PROBLEM TO WORK ON >> Write the records out again exactly, leaving no images in.

RECORDS TO PROCESS >>
+++

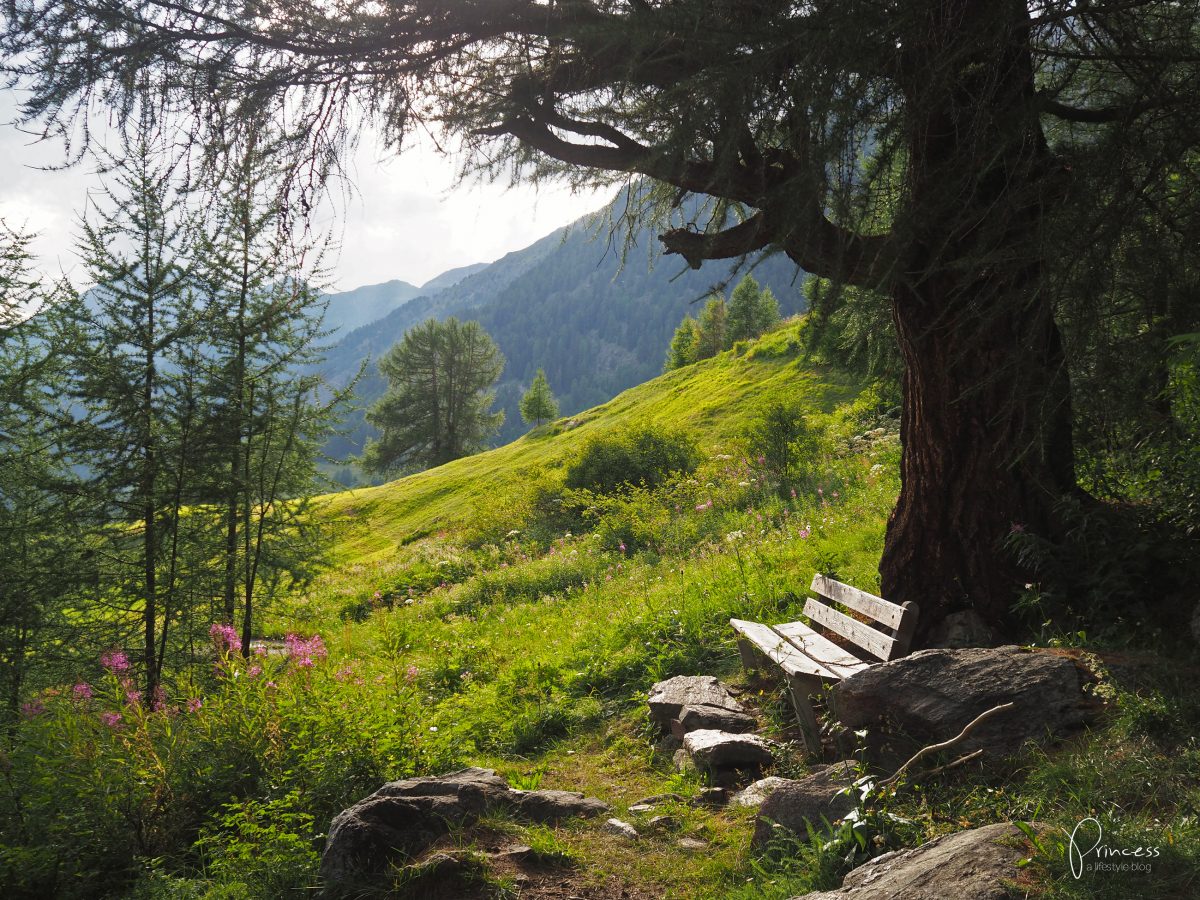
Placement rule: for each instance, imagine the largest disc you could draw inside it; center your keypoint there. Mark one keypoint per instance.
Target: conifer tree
(438, 401)
(538, 402)
(138, 437)
(684, 345)
(264, 406)
(41, 546)
(713, 328)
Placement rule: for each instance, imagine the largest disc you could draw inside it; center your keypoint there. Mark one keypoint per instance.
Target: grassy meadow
(480, 613)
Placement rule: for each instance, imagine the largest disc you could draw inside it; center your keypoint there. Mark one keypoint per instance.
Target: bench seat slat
(780, 651)
(834, 658)
(887, 613)
(876, 643)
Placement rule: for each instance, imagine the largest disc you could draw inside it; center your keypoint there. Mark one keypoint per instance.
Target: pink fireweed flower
(225, 637)
(305, 653)
(115, 661)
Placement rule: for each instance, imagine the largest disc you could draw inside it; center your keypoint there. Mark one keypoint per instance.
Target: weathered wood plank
(837, 659)
(907, 629)
(876, 643)
(802, 689)
(887, 613)
(778, 649)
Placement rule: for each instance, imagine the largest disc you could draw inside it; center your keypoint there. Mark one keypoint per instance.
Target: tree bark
(985, 424)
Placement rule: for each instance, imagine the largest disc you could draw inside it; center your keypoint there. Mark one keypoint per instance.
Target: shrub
(647, 456)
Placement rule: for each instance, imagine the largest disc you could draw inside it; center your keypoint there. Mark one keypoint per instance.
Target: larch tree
(751, 311)
(438, 403)
(538, 405)
(979, 114)
(267, 406)
(684, 345)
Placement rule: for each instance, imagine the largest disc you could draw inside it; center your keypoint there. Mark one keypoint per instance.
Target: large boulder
(930, 695)
(797, 803)
(713, 749)
(687, 703)
(403, 819)
(978, 864)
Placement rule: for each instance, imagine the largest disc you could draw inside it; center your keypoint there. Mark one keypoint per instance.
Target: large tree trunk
(985, 429)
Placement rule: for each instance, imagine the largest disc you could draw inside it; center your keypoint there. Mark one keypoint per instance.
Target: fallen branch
(934, 748)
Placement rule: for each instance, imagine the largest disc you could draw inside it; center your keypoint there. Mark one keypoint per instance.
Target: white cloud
(405, 220)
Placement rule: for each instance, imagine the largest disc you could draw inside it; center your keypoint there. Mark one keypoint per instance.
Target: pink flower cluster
(225, 637)
(115, 661)
(305, 653)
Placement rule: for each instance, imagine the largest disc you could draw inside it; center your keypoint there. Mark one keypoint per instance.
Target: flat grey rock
(694, 718)
(967, 865)
(712, 749)
(669, 699)
(796, 804)
(551, 807)
(756, 793)
(930, 695)
(621, 828)
(400, 821)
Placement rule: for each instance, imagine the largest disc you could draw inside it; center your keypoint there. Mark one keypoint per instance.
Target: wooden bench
(810, 659)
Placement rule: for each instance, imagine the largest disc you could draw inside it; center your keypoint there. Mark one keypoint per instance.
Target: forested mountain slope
(597, 319)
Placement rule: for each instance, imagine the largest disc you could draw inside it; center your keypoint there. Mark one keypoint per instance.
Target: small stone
(622, 829)
(711, 797)
(667, 699)
(796, 804)
(655, 799)
(757, 792)
(713, 749)
(694, 718)
(682, 761)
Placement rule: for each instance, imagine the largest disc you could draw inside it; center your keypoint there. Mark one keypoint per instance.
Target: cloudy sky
(403, 220)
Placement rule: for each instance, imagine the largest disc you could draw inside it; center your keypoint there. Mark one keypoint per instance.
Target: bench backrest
(887, 639)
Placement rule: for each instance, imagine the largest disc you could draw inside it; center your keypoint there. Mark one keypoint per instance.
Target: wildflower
(305, 653)
(115, 661)
(33, 709)
(225, 636)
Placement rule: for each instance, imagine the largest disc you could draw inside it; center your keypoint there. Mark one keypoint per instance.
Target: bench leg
(801, 689)
(748, 653)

+++

THE REPLY >>
Placement rule: for each instance, imagine the largest disc you could draw inside it; center your keypoint there. Mark one keypoint per instance.
Target: conifer tree
(438, 401)
(538, 402)
(138, 437)
(684, 345)
(264, 406)
(41, 546)
(713, 328)
Placement rule: for each instance, imagine the largest disc you could draw inside it; center your keypoint there. Mark one keypoint per instance.
Target: grassy meadow
(480, 613)
Placement rule: for each instance, imagine the largest disc you could draw inside it; center your keypoint there. Mark one keypoint per instance.
Target: bench seat slat
(780, 651)
(834, 658)
(887, 613)
(876, 643)
Placement rule: for each instance, imagine the largest disc you could draw inside it; center your keypoint there. Mark one keypoint per instance.
Target: pink fireweed flower
(225, 637)
(305, 653)
(115, 661)
Placement rule: for each instance, imagine the largest disc you could draw inside it; center your keypoint there. Mark one keypoint per instance.
Target: weathered wood plank
(837, 659)
(907, 629)
(876, 643)
(802, 689)
(887, 613)
(778, 649)
Placement rule: for each instance, imagine the largest disc you could draw inside it; center your keypoint there. Mark one keypoint per instance.
Target: tree bark
(985, 424)
Placement rule: for each instance, imagine the largest disc you could draw inside it; center your keypoint there. Mark one keypoint per instance.
Target: shrub
(647, 456)
Placement rule: for each instance, imagine the largest disc you could draw inside it; center your keypoint there. Mark one keypoint per instance.
Target: larch tree
(751, 311)
(438, 403)
(538, 405)
(979, 114)
(267, 406)
(684, 345)
Placement rule: for each instance, imagine the largest disc you could draw inside it; center your keypoint there. Mark one keypoint per instance.
Target: large boulder
(930, 695)
(797, 803)
(713, 749)
(687, 703)
(403, 819)
(978, 864)
Placement rule: for each instance, imagine the largest disc you could draw inside it; center your keypoint there. Mark one keypoint per instance.
Target: large tree trunk
(985, 429)
Placement rule: for each instance, imagine the largest disc you could draw inside it; center your keypoint there. Mark one keypoint per instance.
Target: fallen branch
(934, 748)
Placement rule: for each instance, imagine the largest disc you could draw inside it; center your keypoint there. Mark one keypoint per instance.
Target: white cloud
(405, 220)
Placement rule: for each instance, imagine the largest disc you could draw inside it; center your keypoint there. Mark one keypoint per instance.
Target: pink flower cluster
(225, 637)
(115, 661)
(305, 653)
Placement rule: for each instance, imagine the largest disc you could draw inside it; center your keypoint there. Mark one keypoint per instance.
Target: flat grey rock
(694, 718)
(967, 865)
(712, 749)
(669, 699)
(796, 804)
(551, 807)
(756, 793)
(930, 695)
(621, 828)
(400, 821)
Placement rule: for each instance, imagine the largest disc you could draw inside it; center your keypoint there. Mark one keypoint per instance.
Target: wooden bench
(810, 659)
Placement rule: for each instance, imagine the largest disc you could draw inside it; center your keypoint there. Mark one keypoint per instance.
Target: forested mountain slope
(597, 319)
Placement rule: for each instance, imagine the largest disc you could draw inside it; center your keypoint there. Mark one keypoint per instance.
Target: small stone
(622, 829)
(711, 797)
(667, 699)
(796, 804)
(655, 799)
(757, 792)
(713, 749)
(694, 718)
(682, 761)
Placement rule: for each instance, imagine the largest disc you could draw inside it; center your keypoint there. Mark one keypoint per instance.
Target: cloudy sky
(403, 220)
Placement rule: for each instance, imagine the largest disc you could draw inside it; center your keypoint there. Mark one keypoint per instance.
Target: bench backrest
(887, 639)
Placement rule: for each instance, imagine the largest disc you could draw inside it; center your keypoint there. Mark one keypoint per instance.
Target: wildflower
(305, 653)
(115, 661)
(33, 709)
(225, 636)
Placement rule: for each instance, imagine the largest disc you could draw inside it; center your keypoint there. Mark one keypoint per instance.
Target: bench leg
(801, 689)
(748, 653)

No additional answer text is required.